Monday, 20 October 2014

Resistant starch and a healthy gut

Happy Monday morning everyone!

There's an interesting commentary in today's Medical Journal of Australia on resistant starch - we should be eating more of it ! 

So what is resistant starch? 

Resistant starch is a type of dietary fibre that is fermented in the large bowel and feeds the gut microbiome- the bacteria in your bowel that do so much good. Despite the messages to eat more fibre, and people are doing that, most people are increasing their fibre with processed foods like cereals, which don't necessarily contain resistant starch. More fibre yes, but all the great health benefits, no.  There is evidence that a healthy gut microbiome plays a role in preventing diabetes, obesity and some cancers, so its worth taking a moment to understand how to keep it healthy.

Click here for more from the CSIRO:

So where do you find resistant starch? 

It can be found in some starchy fruits and vegetables (eg bananas and sweet potatoes), in legumes (have I told you how awesome beans, chick peas and lentils are lately?) and interestingly,  in some cooked and cooled starchy foods. Cooking and cooling starchy foods like  rice, pasta and potatoes, and eating them cold, lowers the GI and increases the amount of resistant starch. Add some healthy fats and lemon juice and you lower the GI further - so in great news for the southern hemisphere, summer is coming and its time for potato salad, pasta salad and rice salad OH YEAH!  

For more interesting information on resistant starch check out this post from Precision Nutrition here:
All about resistant starch

You can read the article from Medical Journal of Australia here:
Feeding a hungry microbiome

And here's some great recipes for summer salads from the Australian Healthy Food Guide, search the site for more:
 Tuna and chargrilled vegetable pasta salad
Classic potato salad
Veggie packed brown rice salad 

So there's your challenge for this week, go feed your gut!!

#### Extracted information:
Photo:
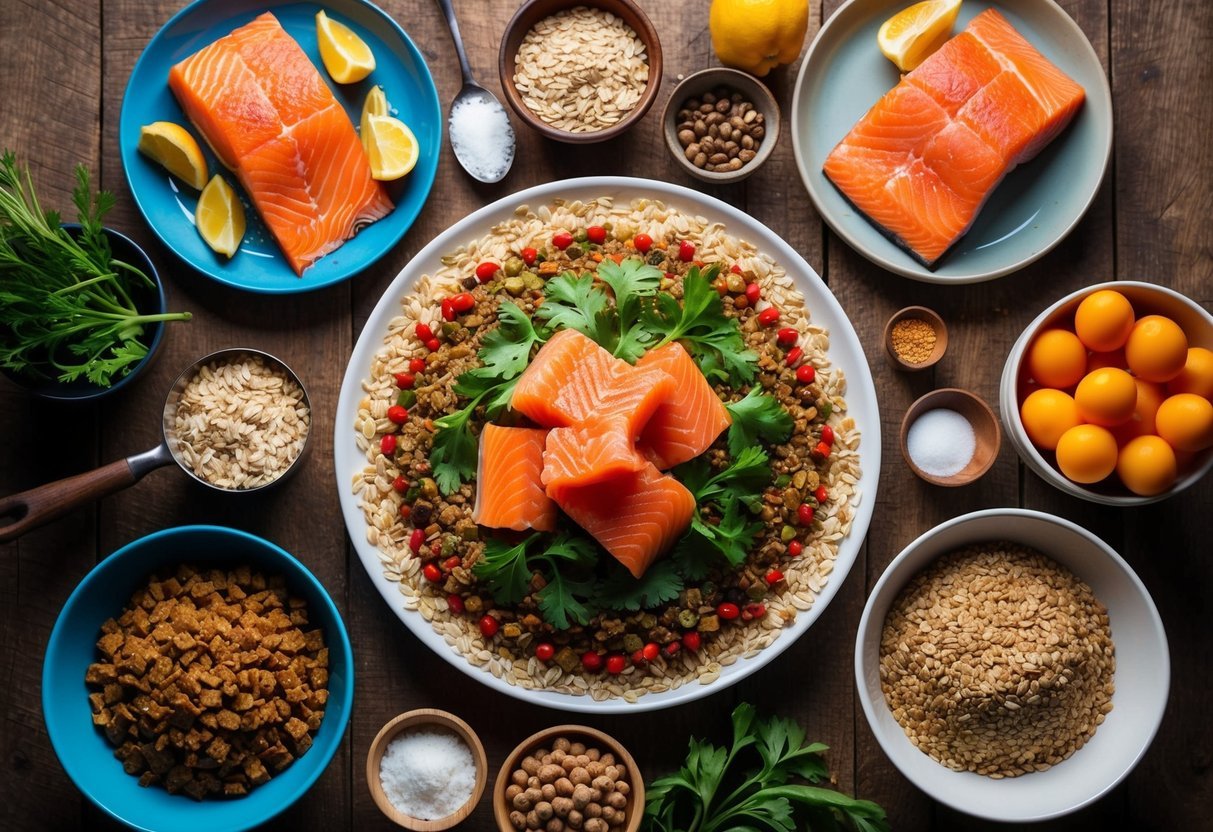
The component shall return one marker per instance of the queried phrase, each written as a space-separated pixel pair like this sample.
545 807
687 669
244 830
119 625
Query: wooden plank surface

#### Brief:
According to the resistant starch post, where in the body is resistant starch fermented? Answer using only the resistant starch post.

#### Solved problem:
In the large bowel.